• Objective
Show each line of the data that contains the string "queried", copying the whole line. Case counts when matching.

• Exercise material
◇ ◇ ◇ ◇ ◇ ◇ ◇

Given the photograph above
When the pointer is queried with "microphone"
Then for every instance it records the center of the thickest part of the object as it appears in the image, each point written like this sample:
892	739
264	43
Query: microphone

◇ ◇ ◇ ◇ ◇ ◇ ◇

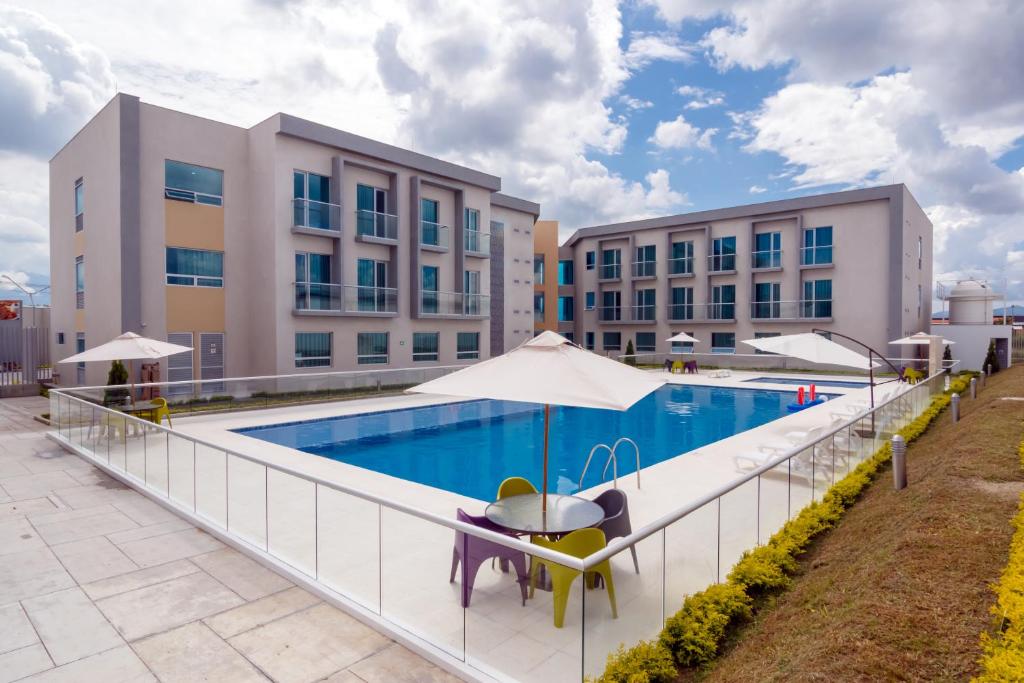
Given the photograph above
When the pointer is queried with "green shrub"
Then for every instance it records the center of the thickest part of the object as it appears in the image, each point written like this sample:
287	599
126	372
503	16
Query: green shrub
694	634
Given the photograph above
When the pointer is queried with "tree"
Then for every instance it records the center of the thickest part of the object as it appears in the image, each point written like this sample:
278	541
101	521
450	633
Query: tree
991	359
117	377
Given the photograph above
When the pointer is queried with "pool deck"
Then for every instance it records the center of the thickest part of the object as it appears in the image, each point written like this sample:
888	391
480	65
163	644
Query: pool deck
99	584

◇ ◇ ◇ ◇ ◇ ◇ ◇

• Completed exercise
When the pointer is queried with "microphone"
When the pointer is queried with "green shrub"
When the pointer is queried with "tree"
When the pointer is queried with "pool deck"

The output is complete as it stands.